--- MATERIAL FOR THIS TASK Enclosed Below ---
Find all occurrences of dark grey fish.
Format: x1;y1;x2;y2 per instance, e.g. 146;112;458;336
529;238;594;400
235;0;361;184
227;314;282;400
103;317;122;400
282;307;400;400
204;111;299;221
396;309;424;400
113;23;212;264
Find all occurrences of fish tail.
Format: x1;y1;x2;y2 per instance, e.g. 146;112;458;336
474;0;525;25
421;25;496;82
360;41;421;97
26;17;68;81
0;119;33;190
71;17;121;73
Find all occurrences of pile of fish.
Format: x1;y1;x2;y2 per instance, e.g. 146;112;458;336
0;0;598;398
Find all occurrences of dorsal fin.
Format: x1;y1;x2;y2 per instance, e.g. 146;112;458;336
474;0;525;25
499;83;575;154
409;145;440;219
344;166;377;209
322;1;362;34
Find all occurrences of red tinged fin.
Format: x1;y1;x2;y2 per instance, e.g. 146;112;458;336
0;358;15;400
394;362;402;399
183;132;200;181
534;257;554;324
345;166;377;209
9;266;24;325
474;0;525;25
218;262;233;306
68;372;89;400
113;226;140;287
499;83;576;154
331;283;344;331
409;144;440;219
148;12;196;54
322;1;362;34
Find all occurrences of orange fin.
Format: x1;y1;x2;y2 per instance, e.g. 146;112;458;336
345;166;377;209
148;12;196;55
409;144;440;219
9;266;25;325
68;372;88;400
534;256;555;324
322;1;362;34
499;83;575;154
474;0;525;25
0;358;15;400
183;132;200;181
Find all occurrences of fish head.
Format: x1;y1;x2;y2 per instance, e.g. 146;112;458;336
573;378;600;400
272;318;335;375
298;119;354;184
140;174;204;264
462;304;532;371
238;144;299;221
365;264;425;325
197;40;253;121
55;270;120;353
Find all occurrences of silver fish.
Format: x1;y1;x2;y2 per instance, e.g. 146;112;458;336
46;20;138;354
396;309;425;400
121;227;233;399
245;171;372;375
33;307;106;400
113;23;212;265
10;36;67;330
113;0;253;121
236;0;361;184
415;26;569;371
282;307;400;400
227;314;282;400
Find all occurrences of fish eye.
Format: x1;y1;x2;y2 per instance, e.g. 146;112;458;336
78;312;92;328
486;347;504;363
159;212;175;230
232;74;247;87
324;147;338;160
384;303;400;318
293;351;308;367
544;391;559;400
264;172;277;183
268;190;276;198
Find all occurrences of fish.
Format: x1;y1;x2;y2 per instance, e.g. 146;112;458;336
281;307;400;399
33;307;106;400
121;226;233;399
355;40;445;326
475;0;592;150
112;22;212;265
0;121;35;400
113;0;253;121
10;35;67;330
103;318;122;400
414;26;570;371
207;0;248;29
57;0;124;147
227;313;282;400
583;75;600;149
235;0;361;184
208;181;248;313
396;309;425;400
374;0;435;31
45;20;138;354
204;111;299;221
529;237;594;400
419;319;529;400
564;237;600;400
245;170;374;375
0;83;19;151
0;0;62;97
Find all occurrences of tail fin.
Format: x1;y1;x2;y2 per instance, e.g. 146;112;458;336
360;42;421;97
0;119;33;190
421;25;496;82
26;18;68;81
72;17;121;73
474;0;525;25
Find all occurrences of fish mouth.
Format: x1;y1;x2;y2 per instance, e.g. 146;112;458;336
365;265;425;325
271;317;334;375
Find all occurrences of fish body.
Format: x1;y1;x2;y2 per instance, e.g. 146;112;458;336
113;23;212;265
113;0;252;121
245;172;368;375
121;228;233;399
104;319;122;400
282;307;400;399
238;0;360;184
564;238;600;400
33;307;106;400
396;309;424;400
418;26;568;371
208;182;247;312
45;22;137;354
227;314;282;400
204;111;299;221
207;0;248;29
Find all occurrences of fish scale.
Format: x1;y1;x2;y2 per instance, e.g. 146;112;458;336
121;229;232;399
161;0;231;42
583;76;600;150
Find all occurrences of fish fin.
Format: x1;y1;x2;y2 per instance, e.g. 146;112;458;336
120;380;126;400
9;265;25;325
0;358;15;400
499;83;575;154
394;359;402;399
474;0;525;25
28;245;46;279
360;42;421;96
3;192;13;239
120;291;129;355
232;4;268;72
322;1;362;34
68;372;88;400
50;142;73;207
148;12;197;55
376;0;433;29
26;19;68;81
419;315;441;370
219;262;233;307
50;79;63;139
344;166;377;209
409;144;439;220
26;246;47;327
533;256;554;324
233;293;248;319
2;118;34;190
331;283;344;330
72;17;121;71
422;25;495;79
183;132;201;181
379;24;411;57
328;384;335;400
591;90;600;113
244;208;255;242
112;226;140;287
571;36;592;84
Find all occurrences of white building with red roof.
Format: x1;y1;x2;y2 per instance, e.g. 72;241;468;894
--- End of Enclosed MATERIAL FOR THIS TASK ---
--- MATERIAL FOR THIS TASK Enclosed Below ---
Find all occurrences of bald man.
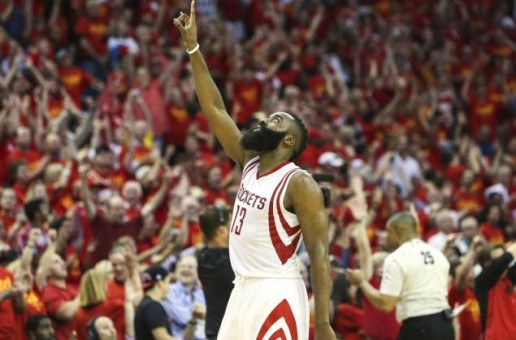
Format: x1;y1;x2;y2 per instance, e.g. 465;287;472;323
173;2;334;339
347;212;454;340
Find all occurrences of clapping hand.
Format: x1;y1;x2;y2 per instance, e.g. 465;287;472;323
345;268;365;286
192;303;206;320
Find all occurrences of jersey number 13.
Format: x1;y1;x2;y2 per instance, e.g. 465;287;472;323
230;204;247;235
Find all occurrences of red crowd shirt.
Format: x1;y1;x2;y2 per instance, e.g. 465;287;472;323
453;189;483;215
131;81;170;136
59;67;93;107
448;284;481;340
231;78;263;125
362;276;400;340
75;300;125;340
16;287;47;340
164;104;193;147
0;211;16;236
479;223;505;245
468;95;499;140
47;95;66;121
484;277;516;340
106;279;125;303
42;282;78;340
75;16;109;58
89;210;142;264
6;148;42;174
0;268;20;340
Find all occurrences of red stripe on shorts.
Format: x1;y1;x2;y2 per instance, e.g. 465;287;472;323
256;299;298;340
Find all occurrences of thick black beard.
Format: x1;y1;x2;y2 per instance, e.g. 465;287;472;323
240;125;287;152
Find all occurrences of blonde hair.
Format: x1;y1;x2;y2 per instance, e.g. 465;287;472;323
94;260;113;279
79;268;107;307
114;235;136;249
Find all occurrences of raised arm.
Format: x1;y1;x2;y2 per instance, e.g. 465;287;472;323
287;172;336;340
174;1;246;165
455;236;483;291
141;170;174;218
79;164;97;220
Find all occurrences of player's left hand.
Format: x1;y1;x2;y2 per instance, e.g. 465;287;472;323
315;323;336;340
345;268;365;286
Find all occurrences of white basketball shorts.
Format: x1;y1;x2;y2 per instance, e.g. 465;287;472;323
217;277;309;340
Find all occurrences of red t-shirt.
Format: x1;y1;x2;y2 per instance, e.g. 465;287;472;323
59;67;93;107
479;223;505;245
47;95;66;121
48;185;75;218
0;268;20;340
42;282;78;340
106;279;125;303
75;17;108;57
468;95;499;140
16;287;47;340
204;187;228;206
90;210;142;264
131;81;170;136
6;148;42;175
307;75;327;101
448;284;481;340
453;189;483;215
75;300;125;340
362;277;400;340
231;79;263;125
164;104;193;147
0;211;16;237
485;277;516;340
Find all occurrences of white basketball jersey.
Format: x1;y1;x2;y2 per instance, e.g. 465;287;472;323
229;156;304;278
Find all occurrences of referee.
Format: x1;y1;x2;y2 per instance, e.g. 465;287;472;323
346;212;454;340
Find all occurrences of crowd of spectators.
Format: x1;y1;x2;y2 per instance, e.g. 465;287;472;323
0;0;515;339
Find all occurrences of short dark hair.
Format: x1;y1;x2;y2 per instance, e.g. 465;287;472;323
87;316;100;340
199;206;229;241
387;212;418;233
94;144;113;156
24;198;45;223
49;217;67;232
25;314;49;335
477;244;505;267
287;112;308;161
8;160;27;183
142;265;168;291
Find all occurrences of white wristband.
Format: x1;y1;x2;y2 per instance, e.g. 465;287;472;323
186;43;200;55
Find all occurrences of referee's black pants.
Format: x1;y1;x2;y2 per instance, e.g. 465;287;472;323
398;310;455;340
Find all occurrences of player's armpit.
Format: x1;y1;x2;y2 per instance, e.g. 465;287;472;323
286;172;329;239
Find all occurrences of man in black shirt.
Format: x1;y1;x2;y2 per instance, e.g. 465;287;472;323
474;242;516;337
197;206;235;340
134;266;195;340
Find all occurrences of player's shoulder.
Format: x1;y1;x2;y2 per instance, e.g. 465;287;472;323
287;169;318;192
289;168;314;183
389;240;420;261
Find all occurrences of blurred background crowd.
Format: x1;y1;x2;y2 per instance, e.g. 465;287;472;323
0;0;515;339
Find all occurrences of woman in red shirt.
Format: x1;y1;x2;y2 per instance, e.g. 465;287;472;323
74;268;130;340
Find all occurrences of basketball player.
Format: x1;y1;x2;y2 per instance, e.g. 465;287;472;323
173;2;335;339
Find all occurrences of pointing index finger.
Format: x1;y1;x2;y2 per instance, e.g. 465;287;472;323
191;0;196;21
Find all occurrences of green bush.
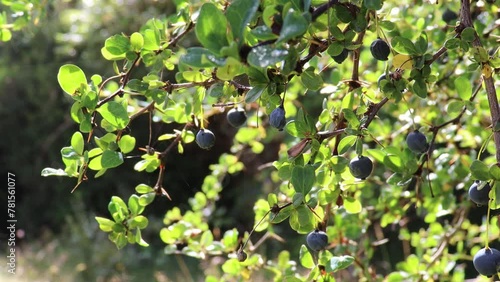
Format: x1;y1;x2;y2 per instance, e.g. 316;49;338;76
--- End of Enclosed MATERIAL FOR THIS TASK ---
> [WHAT YOU SHOULD DO]: Working from the listing above, pick out every line that has "dark" and copy it.

> [OUTPUT FOR THIS EXERCISE]:
Find all occurrences of dark grey fish.
Find all occurrences of short dark hair.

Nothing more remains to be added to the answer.